À l’inverse, les contes les plus marquants sont évidemment traités avec la plus grande des déférences, eu égard à leur rôle central au sein des Contes de Canterbury. Nous avons déjà eu l’occasion de nous attarder sur « The Knight’s Tale », mais le point culminant de l’album n’est autre que le titre inspiré du Conte de la bourgeoise de Bath, « The Wife of Bath’s Tale ». Près de vingt minutes de contenu musical, et même plusieurs titres en un, pour peu que l’on soit attentif à la structure de cette pièce musicale des plus conséquentes. Alors que le conte se distingue volontiers par son ton narquois, c’est une introduction on ne plus héroïque qui accueille l’auditeur — peut-être une référence audacieuse à l’introduction même du conte, qui voit la Bourgeoise de Bath énumérer ses mariages passés. Mais c’est surtout par la suite que Chaucerian Myth montre sa considération pour un texte qui importe sans doute beaucoup à ses yeux, de façon parfaitement légitime. Cet égard se vérifie en faisant la liste des sonorités utilisées : clavecin, piano, cuivres, et même quelques chœurs à la fin du titre, comme pour clore une véritable fresque. « The Wife of Bath’s Tale » est un titre incroyablement riche, accrocheur, et même polymorphe. Un titre qui vaut à lui seul l’intérêt majeur que l’on peut accorder au travail de Chaucerian Myth sur cet album. Il serait bien indigeste de vouloir analyser ici même chacun des vingt-quatre titres destinés à illustrer les Contes de Canterbury, mais quelques éléments sont réellement amusants dans leur façon de représenter leurs péripéties. Deux personnages sont interrompus au cours de leur récit, l’Écuyer et le Pèlerin Chaucer (dont la première histoire déplaît) — respectivement par le Franklin et l’Aubergiste. Chaucerian Myth a donc fait de ses illustrations de ces deux contes des titres assez courts et dont les sonorités s’arrêtent de façon brutale, afin de laisser la place au récit suivant. Dans le même ordre d’idées, le Conte du cuisinier étant considéré comme inachevé par la recherche, l’artiste américain n’a pas souhaité faire traîner « The Cook’s Tale » en longueur.

===

**CONSIGNE 1:**
Recopiez les lignes des entrées, de celle qui contient « In this picture, where can the metal » jusqu'à la dernière ligne des entrées incluse, sans en omettre aucune, en décalant de 3 chaque nombre des coordonnées données en réponse.
Le texte et les entrées n'ont aucun lien entre eux.

**Données enregistrées:**
===

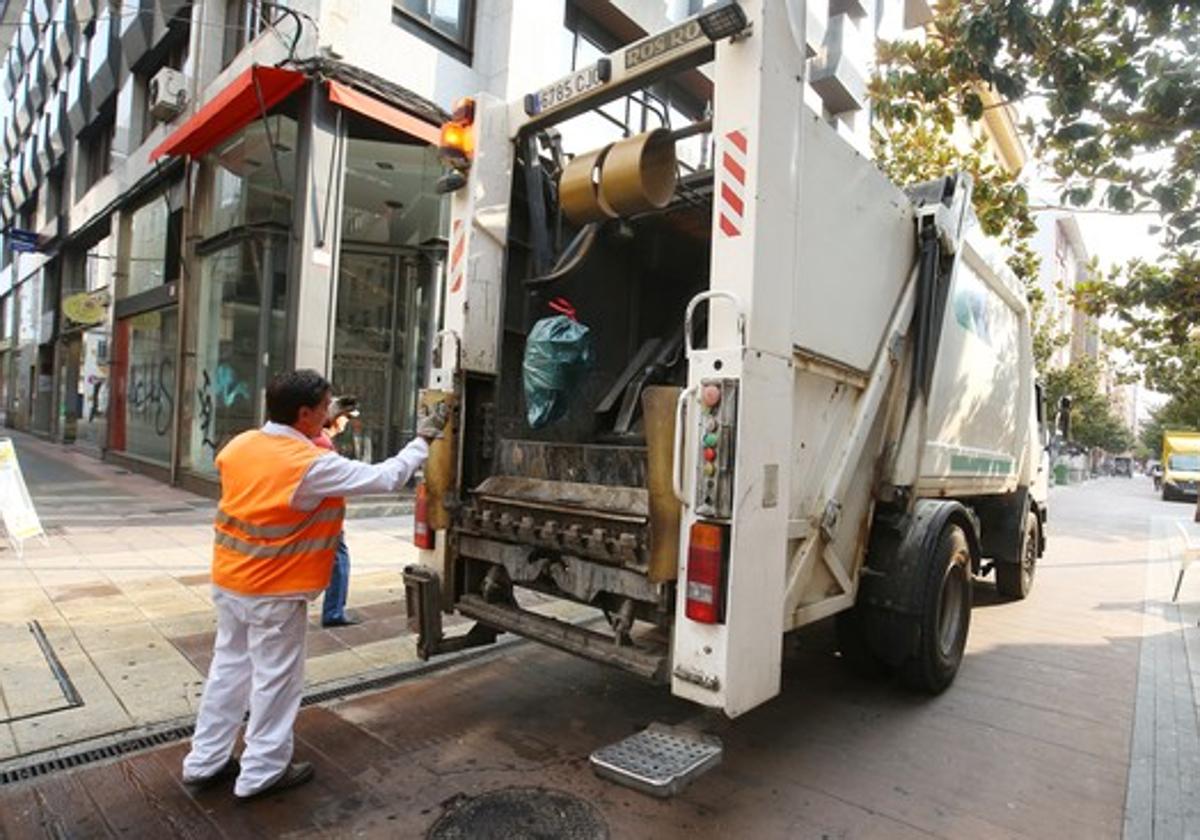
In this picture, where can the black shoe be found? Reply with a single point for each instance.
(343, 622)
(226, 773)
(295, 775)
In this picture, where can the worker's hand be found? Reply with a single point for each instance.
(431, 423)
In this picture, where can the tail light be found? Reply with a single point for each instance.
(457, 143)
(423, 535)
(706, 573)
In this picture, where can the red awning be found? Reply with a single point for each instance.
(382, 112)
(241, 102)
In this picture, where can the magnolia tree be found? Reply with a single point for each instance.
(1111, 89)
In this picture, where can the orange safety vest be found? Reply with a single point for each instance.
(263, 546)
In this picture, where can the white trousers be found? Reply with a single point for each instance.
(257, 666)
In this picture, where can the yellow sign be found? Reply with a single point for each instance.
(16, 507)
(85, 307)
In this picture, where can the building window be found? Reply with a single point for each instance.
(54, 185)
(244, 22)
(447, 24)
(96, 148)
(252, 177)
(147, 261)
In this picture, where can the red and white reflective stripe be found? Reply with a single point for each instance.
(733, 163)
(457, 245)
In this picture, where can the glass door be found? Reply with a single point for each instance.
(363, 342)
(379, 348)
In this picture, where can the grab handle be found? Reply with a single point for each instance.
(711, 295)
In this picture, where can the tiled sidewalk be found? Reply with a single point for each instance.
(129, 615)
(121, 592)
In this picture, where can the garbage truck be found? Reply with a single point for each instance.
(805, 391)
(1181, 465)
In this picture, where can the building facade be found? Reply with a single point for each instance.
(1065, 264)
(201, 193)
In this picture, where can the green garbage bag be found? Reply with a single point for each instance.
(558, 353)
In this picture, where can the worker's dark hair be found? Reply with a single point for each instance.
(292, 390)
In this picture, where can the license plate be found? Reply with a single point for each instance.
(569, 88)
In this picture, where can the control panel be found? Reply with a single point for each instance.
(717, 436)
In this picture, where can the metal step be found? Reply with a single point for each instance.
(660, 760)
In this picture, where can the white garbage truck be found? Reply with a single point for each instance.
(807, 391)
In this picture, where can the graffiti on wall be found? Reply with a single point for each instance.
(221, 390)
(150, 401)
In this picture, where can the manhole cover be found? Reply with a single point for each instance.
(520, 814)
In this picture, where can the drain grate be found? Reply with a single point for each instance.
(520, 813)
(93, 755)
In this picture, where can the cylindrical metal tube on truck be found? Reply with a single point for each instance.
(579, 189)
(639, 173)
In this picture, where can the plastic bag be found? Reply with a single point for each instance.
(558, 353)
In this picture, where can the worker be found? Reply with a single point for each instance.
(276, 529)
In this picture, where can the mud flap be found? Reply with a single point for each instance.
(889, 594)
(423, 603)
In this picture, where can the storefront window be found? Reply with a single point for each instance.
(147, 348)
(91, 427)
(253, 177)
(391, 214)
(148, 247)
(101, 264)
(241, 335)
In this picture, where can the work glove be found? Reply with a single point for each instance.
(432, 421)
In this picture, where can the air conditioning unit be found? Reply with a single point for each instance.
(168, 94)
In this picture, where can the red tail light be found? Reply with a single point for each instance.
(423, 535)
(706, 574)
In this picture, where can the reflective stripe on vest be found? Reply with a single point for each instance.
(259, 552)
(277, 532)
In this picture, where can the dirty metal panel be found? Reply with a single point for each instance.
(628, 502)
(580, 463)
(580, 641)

===

**CONSIGNE 2:**
Selon l'extrait cité, quelles sonorités sont utilisées dans « The Wife of Bath's Tale » ?

**RÉPONSE ATTENDUE 1:**
In this picture, where can the metal step be found? Reply with a single point for each instance.
(663, 763)
In this picture, where can the white garbage truck be found? Reply with a single point for each instance.
(810, 394)
In this picture, where can the graffiti on wall be found? Reply with a single point for each instance.
(224, 393)
(153, 404)
In this picture, where can the manhole cover be found? Reply with a single point for each instance.
(523, 817)
In this picture, where can the drain grate be found? Reply with a single point for each instance.
(523, 816)
(96, 758)
In this picture, where can the cylindrical metal tube on truck be found? Reply with a single point for each instance.
(582, 192)
(642, 176)
In this picture, where can the plastic bag be found? Reply with a single point for each instance.
(561, 356)
In this picture, where can the worker be found? Reply with a single point for each instance.
(279, 532)
In this picture, where can the mud flap be found? Reply with a single point for each instance.
(892, 597)
(426, 606)
In this picture, where can the storefront window be found? Reply with a single point for each instance.
(150, 351)
(94, 430)
(256, 180)
(394, 217)
(151, 250)
(104, 267)
(244, 338)
In this picture, where can the work glove be found? Reply with a single point for each instance.
(435, 424)
In this picture, where can the air conditioning unit be found? Reply with a single point for each instance.
(171, 97)
In this picture, where can the red tail light be found? Reply with a single point for each instance.
(426, 538)
(709, 577)
In this picture, where can the reflective stripe on vest be found? Reply with a single point for each instance.
(262, 555)
(280, 535)
In this picture, where can the dirty metal panel be found? Reply with a single point for each instance.
(631, 505)
(583, 466)
(583, 644)

**RÉPONSE ATTENDUE 2:**
Clavecin, piano, cuivres et quelques chœurs à la fin du titre.